## RECORDS SHOWN
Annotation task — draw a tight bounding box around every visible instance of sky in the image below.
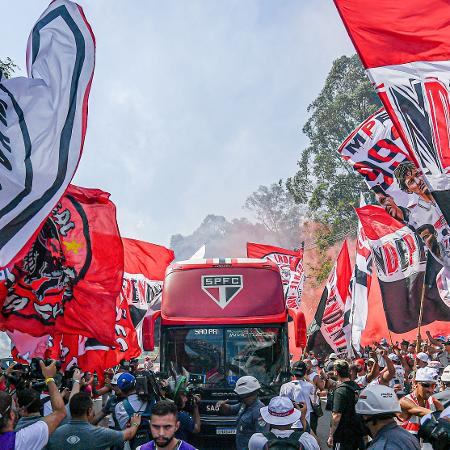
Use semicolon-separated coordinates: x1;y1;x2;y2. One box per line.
0;0;353;245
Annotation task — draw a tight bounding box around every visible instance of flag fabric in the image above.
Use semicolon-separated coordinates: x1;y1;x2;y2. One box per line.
356;205;450;333
0;0;95;267
0;185;123;345
335;0;450;222
344;195;372;356
247;242;305;308
306;240;352;355
339;108;450;267
121;238;175;328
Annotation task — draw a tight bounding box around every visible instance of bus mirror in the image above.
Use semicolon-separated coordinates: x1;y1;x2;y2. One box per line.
142;311;161;352
288;308;306;348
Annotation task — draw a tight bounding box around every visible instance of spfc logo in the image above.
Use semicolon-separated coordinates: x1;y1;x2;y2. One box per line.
202;275;244;309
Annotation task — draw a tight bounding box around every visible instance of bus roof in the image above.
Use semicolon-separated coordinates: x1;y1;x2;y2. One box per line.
161;258;286;325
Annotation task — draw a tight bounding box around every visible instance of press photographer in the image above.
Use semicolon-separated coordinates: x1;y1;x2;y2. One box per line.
0;361;66;450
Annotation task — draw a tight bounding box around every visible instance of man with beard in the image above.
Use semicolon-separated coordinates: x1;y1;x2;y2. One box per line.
372;185;409;223
355;384;420;450
399;367;444;436
416;223;442;259
136;400;195;450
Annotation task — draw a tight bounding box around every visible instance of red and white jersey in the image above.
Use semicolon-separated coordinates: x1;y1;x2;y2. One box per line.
400;392;436;434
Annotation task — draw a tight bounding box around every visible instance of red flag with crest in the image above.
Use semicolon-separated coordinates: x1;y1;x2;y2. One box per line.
0;185;123;344
247;242;305;308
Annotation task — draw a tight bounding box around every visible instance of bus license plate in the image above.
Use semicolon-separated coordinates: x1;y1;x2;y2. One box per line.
216;427;236;434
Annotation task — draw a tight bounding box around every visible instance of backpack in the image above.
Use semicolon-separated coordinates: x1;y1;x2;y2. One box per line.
263;431;304;450
123;398;153;450
334;384;366;442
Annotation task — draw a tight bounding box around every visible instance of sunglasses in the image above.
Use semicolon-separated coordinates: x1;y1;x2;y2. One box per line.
419;383;436;387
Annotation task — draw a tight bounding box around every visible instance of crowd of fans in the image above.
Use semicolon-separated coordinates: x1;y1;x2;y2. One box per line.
0;334;450;450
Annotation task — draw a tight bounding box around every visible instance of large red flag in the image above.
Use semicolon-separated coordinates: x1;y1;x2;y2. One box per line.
247;242;305;308
0;186;123;344
356;206;450;333
306;240;352;355
121;238;175;327
0;0;95;267
335;0;450;222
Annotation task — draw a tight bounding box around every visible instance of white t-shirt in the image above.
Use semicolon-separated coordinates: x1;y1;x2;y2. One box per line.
248;428;320;450
280;380;315;423
14;420;48;450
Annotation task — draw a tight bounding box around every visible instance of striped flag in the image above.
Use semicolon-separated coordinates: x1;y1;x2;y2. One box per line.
335;0;450;222
344;194;372;356
0;0;95;267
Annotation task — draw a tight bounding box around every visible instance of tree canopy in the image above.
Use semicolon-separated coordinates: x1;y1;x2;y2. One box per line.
286;55;381;246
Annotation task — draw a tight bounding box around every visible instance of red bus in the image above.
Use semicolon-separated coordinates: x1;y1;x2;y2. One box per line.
143;258;306;436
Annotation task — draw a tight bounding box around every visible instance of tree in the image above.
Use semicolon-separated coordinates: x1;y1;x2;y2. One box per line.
244;180;306;247
286;55;381;250
0;58;17;79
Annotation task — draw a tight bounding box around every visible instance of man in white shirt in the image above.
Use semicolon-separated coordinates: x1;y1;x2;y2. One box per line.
280;361;315;424
0;361;66;450
248;397;320;450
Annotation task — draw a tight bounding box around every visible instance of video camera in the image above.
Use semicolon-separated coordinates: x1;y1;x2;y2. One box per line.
419;411;450;450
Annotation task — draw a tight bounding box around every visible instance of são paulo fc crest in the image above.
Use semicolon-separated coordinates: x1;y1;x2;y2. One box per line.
202;275;244;309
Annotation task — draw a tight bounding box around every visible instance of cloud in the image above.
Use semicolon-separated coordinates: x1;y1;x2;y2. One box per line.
2;0;352;245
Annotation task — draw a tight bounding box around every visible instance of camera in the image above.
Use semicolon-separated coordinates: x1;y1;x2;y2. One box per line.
419;411;450;450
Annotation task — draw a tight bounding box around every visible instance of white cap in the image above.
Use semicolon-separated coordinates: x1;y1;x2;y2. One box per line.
111;373;122;384
260;396;301;425
416;352;430;362
415;367;438;383
234;375;261;395
427;361;442;370
389;353;400;361
441;365;450;383
355;384;402;416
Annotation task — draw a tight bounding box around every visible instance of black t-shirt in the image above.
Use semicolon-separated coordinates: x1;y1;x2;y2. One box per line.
333;381;363;442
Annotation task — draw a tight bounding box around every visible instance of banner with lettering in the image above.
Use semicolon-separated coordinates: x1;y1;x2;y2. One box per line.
335;0;450;222
339;108;450;267
247;242;305;308
356;205;450;334
0;0;95;267
0;185;123;345
306;240;352;356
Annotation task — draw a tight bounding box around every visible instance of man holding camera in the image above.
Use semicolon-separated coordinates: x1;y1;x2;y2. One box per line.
47;392;141;450
114;372;152;450
0;361;66;450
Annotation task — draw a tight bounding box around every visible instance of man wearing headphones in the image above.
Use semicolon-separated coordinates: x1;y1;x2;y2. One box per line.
217;375;269;450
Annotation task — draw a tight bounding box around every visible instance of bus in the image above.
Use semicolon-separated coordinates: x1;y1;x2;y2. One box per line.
143;258;306;437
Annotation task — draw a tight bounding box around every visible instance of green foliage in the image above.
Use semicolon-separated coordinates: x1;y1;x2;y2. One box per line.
0;58;18;78
286;55;381;249
244;180;305;247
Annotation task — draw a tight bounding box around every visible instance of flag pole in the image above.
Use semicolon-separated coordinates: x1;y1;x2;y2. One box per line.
416;282;425;353
416;252;429;353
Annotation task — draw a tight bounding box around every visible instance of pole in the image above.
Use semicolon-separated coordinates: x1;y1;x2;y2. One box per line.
416;282;425;353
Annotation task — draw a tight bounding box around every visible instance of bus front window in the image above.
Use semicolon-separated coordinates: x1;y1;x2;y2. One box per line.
225;328;285;385
166;328;224;384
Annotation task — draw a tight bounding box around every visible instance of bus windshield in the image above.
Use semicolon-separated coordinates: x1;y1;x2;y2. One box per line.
163;326;287;386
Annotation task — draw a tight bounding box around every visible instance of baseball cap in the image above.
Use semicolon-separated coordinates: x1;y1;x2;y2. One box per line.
111;373;122;384
416;367;438;383
117;372;136;392
260;396;301;425
441;365;450;383
416;352;430;363
389;353;400;362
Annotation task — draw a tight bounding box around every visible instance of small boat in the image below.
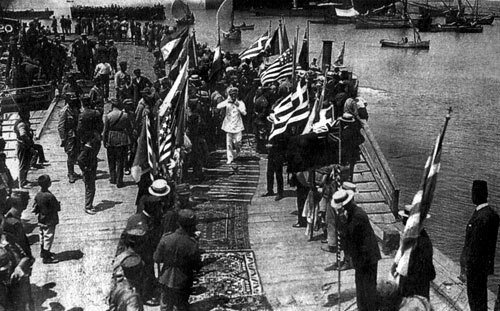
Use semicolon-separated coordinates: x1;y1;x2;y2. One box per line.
217;0;241;41
380;39;430;50
234;23;255;31
172;0;194;25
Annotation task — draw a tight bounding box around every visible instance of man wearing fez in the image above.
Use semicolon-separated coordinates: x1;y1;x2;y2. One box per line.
460;180;499;311
332;189;381;311
217;86;247;164
102;100;132;188
393;205;436;299
154;209;202;311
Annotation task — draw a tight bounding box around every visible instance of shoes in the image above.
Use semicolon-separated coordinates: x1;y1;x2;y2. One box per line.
85;207;97;215
321;245;337;253
325;260;354;271
144;297;160;306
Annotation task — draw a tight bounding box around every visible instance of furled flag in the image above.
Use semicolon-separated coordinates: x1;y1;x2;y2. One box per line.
260;49;293;85
130;112;156;183
394;108;451;276
158;59;189;165
238;31;269;60
208;42;222;85
298;24;309;70
333;41;345;66
160;27;189;63
269;80;309;140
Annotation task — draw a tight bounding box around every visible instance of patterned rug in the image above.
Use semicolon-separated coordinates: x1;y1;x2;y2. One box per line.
190;250;271;311
193;201;250;250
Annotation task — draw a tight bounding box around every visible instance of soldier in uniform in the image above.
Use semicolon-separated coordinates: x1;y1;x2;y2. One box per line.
57;95;81;183
14;108;47;187
154;209;202;311
460;180;499;311
102;100;132;188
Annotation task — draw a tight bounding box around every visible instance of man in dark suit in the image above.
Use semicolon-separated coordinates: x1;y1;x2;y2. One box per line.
332;189;381;311
460;180;499;311
102;100;132;188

## PROBLEM DETAILS
Copy the listing again, starting with the line containing "cloud in the image above." and going on through the line containing "333;381;363;442", and change "white cap" to "white hat" while keeping every other part the same.

## TASK RESPONSE
Annotation task — draw a tight bounding box around every visible instance of cloud in the image above.
Use semicolon-separated coordinates: x1;y1;x2;y2. One box per line.
2;0;352;245
Annotation task — draw a tight bounding box around every visible instance of camera in the image above.
Use semicolon-separated coordinates: x1;y1;x2;y2. One box per line.
419;411;450;450
Annotation task — draw a tight bounding box around every visible instance of white hat in the image above.
Use semicolon-separated coordinates: x1;y1;x2;y2. One box per line.
111;373;122;384
260;396;301;425
416;352;430;362
415;367;438;383
234;375;261;395
427;361;442;370
389;353;400;361
441;365;450;383
355;384;402;416
Annotation task — draw a tight bounding box around every visible instance of black t-shirt in the image above.
Use semicolon-separated coordinates: x1;y1;x2;y2. One box per line.
333;381;363;442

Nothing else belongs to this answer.